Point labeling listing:
○ ○ ○

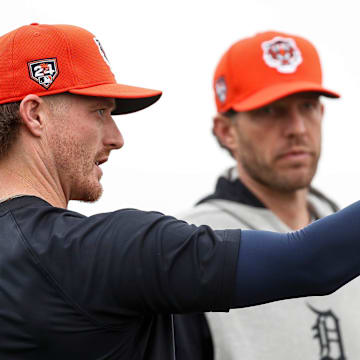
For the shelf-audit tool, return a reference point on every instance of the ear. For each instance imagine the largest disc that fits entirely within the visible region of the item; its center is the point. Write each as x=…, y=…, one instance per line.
x=32, y=112
x=224, y=130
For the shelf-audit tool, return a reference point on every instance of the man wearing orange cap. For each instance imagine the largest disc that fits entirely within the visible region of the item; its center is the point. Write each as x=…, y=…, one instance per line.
x=267, y=90
x=106, y=286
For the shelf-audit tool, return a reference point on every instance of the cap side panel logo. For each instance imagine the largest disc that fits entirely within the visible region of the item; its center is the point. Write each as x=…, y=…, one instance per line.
x=282, y=54
x=221, y=89
x=44, y=71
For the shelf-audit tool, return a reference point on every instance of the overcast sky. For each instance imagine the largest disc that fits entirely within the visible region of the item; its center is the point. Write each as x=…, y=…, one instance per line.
x=170, y=158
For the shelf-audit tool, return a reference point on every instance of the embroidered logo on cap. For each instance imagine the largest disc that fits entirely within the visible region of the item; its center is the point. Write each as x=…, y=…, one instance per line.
x=221, y=89
x=282, y=54
x=44, y=71
x=102, y=51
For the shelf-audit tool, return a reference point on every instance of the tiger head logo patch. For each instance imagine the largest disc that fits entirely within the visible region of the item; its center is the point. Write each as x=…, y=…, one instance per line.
x=44, y=71
x=282, y=54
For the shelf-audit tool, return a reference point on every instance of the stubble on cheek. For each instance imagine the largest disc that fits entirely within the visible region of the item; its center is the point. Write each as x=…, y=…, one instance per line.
x=75, y=163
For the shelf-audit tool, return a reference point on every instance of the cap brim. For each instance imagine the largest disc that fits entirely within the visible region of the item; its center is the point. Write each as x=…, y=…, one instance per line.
x=278, y=91
x=128, y=99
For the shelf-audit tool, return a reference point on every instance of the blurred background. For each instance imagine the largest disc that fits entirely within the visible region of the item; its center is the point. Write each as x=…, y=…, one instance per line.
x=170, y=158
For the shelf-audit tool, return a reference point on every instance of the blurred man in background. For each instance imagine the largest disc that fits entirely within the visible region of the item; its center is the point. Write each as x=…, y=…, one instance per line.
x=267, y=91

○ ○ ○

**WHAT IS NEEDED**: Rescale the listing from its start through the line with "x=106, y=286", restating every line including the requests, and multiply each coordinate in the answers by 0.45, rounding to whole numbers with halves rounded up. Omit the pictures.

**EXERCISE RESULT**:
For the shelf-audit tool, return a reference point on every instance of the ear. For each instance imagine the largest disc that fits entirely within the visible region of the item; its center is the point. Write each as x=…, y=…, one instance per line.
x=14, y=50
x=101, y=59
For the shelf-audit tool, return a reference point on every instance of the man wearing orange cap. For each instance imagine the largest disc that fits entirely within the visible region of the item; its center is the point. Write each as x=…, y=…, one instance per line.
x=120, y=41
x=48, y=129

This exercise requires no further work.